▶ **TO DO**
Set down the entries below exactly as written.
---
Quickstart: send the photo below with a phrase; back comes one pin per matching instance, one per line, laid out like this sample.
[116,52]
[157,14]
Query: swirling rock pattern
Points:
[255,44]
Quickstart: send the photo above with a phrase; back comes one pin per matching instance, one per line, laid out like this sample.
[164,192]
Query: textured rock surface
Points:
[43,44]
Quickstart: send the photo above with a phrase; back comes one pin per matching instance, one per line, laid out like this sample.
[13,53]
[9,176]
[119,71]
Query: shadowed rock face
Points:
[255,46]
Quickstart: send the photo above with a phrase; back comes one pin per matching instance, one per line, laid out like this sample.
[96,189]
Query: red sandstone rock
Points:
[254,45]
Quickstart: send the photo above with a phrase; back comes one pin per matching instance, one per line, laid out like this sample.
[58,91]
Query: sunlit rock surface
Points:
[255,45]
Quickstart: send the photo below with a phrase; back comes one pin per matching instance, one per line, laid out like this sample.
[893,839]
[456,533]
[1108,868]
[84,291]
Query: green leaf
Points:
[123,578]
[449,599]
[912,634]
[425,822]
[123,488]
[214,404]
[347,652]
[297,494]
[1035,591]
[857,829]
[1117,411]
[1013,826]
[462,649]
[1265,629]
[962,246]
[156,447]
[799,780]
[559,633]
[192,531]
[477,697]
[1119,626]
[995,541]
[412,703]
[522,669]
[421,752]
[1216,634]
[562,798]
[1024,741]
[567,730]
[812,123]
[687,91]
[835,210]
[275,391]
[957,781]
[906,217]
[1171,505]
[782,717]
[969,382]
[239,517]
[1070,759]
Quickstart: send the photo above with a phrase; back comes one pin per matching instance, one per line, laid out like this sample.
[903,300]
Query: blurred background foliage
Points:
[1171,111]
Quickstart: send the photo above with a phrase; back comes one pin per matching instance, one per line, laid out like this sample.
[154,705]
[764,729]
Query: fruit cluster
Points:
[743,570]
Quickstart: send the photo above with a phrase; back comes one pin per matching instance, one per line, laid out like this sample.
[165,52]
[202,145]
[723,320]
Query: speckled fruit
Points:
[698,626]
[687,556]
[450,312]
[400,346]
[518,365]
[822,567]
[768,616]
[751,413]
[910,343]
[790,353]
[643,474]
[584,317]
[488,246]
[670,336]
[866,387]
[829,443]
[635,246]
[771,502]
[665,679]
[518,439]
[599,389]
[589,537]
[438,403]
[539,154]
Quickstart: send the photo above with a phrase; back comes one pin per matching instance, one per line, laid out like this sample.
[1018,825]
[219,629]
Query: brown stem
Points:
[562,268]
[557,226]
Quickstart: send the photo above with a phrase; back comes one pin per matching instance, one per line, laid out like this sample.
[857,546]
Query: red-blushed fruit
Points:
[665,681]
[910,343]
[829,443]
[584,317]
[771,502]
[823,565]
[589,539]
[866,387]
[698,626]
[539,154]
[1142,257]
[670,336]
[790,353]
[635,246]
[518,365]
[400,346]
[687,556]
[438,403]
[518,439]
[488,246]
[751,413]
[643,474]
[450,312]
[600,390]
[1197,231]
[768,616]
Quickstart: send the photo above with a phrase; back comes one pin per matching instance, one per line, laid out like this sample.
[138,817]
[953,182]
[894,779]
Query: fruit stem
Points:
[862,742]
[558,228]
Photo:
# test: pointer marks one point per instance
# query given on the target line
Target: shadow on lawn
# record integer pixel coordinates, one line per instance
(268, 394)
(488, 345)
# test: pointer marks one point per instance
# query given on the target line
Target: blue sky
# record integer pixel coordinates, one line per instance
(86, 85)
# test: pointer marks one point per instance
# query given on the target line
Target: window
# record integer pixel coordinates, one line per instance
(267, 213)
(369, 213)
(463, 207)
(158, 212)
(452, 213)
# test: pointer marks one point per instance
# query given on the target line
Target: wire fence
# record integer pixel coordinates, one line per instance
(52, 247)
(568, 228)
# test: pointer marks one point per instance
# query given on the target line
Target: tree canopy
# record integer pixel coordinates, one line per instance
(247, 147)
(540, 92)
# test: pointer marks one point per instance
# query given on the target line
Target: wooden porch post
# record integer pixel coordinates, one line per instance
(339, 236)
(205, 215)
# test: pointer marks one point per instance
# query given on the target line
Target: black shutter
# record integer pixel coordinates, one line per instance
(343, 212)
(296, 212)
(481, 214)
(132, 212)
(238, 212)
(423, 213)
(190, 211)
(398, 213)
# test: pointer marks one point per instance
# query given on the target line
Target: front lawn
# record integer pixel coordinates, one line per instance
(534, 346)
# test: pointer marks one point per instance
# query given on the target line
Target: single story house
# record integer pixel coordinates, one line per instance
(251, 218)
---
▶ **REPLY TO THE EXERCISE**
Quickstart: send the photo below with a phrase; back comes one pin per matching instance, one per line, laid out like this sample.
[116,52]
[157,14]
Query: swirling rock pattern
Points:
[255,44]
Quickstart: send the photo above with a phrase; back comes one pin per matching instance, one per line, laid out like this sample.
[164,192]
Query: textured rock surface
Points:
[43,44]
Quickstart: send the photo above with a phrase; back comes one pin per matching instance, one per line, laid out like this sample.
[13,53]
[9,176]
[119,71]
Query: shadowed rock face
Points:
[255,46]
Quickstart: send the photo above with a phrase; back comes one pin per matching instance, one per line, laid out like this sample.
[96,189]
Query: red sandstone rock
Points:
[254,45]
Quickstart: send the photo above with a phrase; back comes one pin per matching instance, one per line, laid out like this sample.
[58,91]
Query: sunlit rock surface
Points:
[255,45]
Quickstart: send the photo below with a phrase; back comes one pin per matching instance, one per line, laid out like this sample.
[893,839]
[456,533]
[1108,868]
[84,291]
Query: green leaf
Points:
[123,578]
[449,599]
[912,634]
[425,822]
[123,488]
[214,404]
[347,652]
[297,494]
[1035,591]
[857,829]
[1117,411]
[1013,826]
[462,649]
[1265,629]
[962,246]
[156,447]
[799,780]
[559,633]
[192,531]
[477,697]
[1119,626]
[995,541]
[412,703]
[522,669]
[421,752]
[1216,634]
[562,798]
[1024,741]
[567,730]
[812,123]
[687,91]
[835,210]
[275,391]
[957,781]
[906,217]
[1171,505]
[782,717]
[969,382]
[239,517]
[1070,759]
Quickstart: send the photo above with a phrase; back comes one pin per matching instance, one per line, laid out like this sample.
[903,300]
Query: blurred background foliage
Points:
[1171,111]
Quickstart: send the photo above with a phrase; back comes one pin per matching instance, one per line, laid out like this sample.
[154,705]
[764,729]
Query: fruit cluster
Points:
[743,570]
Quickstart: send the photo above with a phrase; back comes one pin per matching instance, one per line, laid out like this sample.
[165,52]
[202,145]
[723,320]
Query: speckled fruit
Points:
[698,626]
[687,556]
[450,312]
[400,346]
[518,365]
[822,567]
[768,616]
[751,413]
[910,343]
[790,353]
[643,474]
[584,317]
[488,246]
[670,336]
[866,387]
[829,443]
[635,246]
[771,502]
[665,679]
[518,439]
[599,389]
[589,537]
[438,403]
[539,154]
Quickstart: send the photo above with a phrase; back comes one pin per matching instance, one per line, laid out like this sample.
[1018,825]
[219,629]
Query: brown stem
Points:
[562,268]
[557,226]
Quickstart: send the photo above with a phrase; back comes one pin per matching instance, one per line, laid out like this sample.
[857,546]
Query: red-blushed fruit
Points:
[665,681]
[910,343]
[829,443]
[584,317]
[771,502]
[823,565]
[589,539]
[866,387]
[698,626]
[539,154]
[1142,257]
[670,336]
[790,353]
[635,246]
[518,365]
[400,346]
[687,556]
[438,403]
[518,439]
[488,246]
[751,413]
[643,474]
[450,312]
[600,390]
[1197,231]
[768,616]
Quickstart: send the photo above with a phrase; back comes one pin per matching instance, one per line, laid out like this sample.
[138,817]
[953,182]
[894,779]
Query: fruit stem
Points:
[862,742]
[558,228]
Photo:
# test: pointer marks one point per instance
# query given on the target line
Target: shadow on lawn
# record integer pixel coordinates, one line per instance
(268, 394)
(488, 345)
# test: pointer marks one point per instance
# query given on the target line
Target: blue sky
# record integer pixel coordinates, one line per instance
(86, 85)
# test: pointer marks one point per instance
# query given on the target line
Target: window
# record integer pixel coordinates, one line per instance
(267, 213)
(369, 213)
(463, 207)
(158, 212)
(452, 213)
# test: pointer marks one point per instance
# query given on the target line
Target: wire fence
# record integer pixel coordinates, one line per instance
(52, 247)
(568, 228)
# test: pointer marks one point per instance
# query given on the target line
Target: tree canopy
# record integer pixel coordinates, one line per instance
(247, 147)
(540, 92)
# test: pointer marks one point per instance
# query given on the target line
Target: wooden porch post
# record integer pixel coordinates, one line per instance
(339, 236)
(205, 215)
# test: pointer marks one point per instance
# query given on the target line
Target: black shutter
# record integer pixel coordinates, one line per instance
(343, 212)
(296, 212)
(481, 214)
(132, 212)
(238, 212)
(423, 213)
(190, 211)
(398, 213)
# test: pointer marks one point per instance
# query given on the target line
Target: front lawn
# record integer pixel coordinates, one line per instance
(534, 346)
# test: pointer marks one point per instance
# query given on the target line
Target: single story house
# record integer pixel coordinates, one line per instance
(251, 218)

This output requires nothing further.